* _Request_
Reproduce every line of the listing below, requests included, shifting each coordinate in the answers by adding 85 to it. Omit the pictures.

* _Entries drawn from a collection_
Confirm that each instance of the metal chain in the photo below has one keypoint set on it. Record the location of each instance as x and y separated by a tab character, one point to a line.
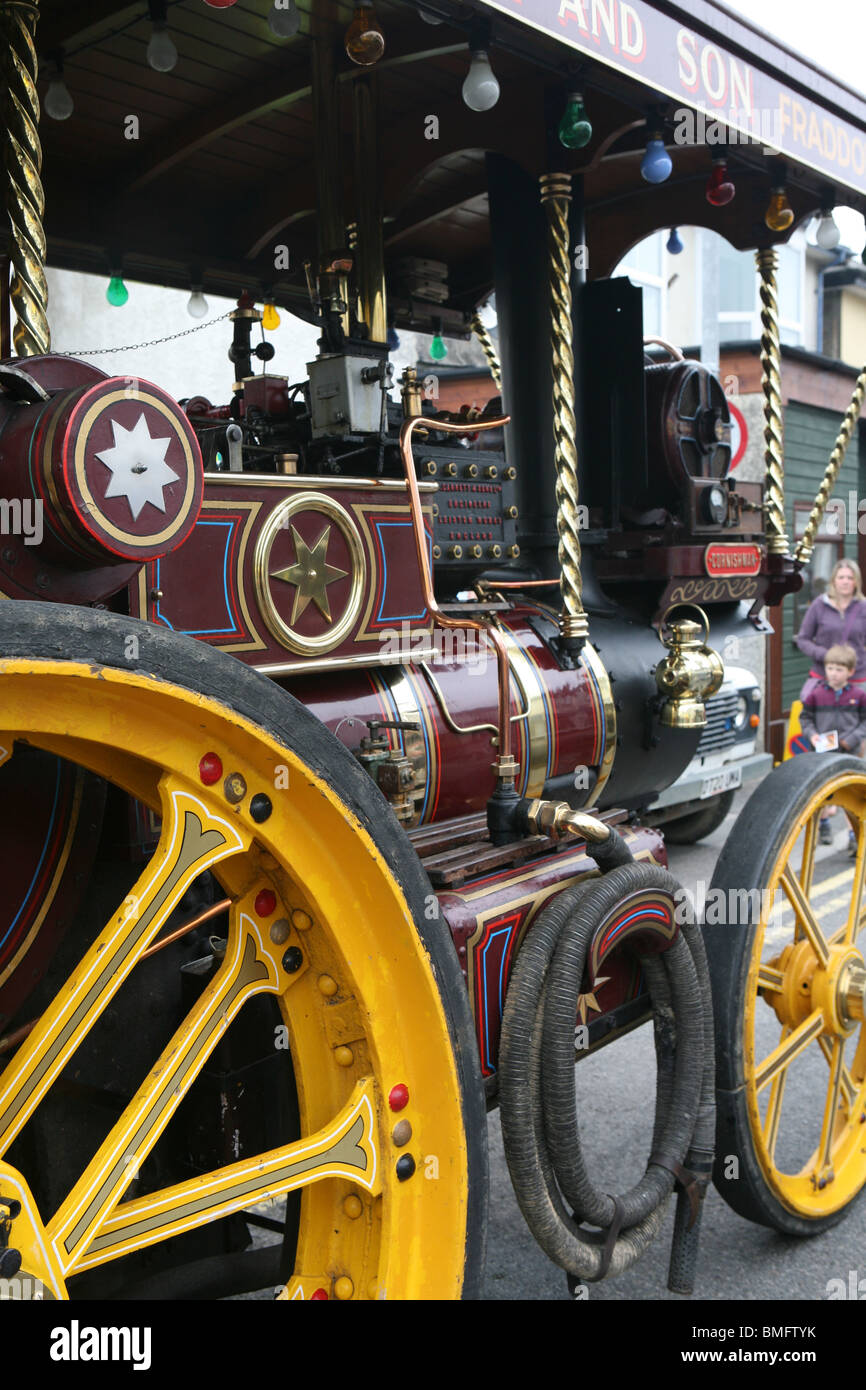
154	342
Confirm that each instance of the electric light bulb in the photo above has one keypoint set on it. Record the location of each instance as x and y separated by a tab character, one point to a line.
827	234
59	102
779	214
117	292
161	53
719	186
574	129
284	18
656	163
196	305
480	88
364	38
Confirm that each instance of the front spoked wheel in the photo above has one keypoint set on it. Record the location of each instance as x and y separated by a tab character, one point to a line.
328	915
788	977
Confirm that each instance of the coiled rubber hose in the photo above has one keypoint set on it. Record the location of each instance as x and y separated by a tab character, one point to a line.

* _Completed exercise_
Confirm that each instance of the metal chain in the photo below has one keypoint set on it. Record the location of each instance as x and y separated by a tab character, one point to a line.
239	427
Confirm that each instance of the electric light bulb in the photo above has one keypoint set on it. Record the location of each instance as x and y separated by a tab character, one point to a line.
912	319
144	187
864	299
202	377
246	138
804	271
659	214
369	103
741	248
281	390
565	173
449	123
Confirm that each instance of the front spoked wheel in the photo above has one keypoint set on it. Record the location of each instance as x and y separated by a tab character, one point to a line.
413	1000
873	1062
Confirm that each instance of the coiled rubber hose in the photo above has one keypoint set on it. Record the location of each instance as x and y separated by a tab character, one point to a line.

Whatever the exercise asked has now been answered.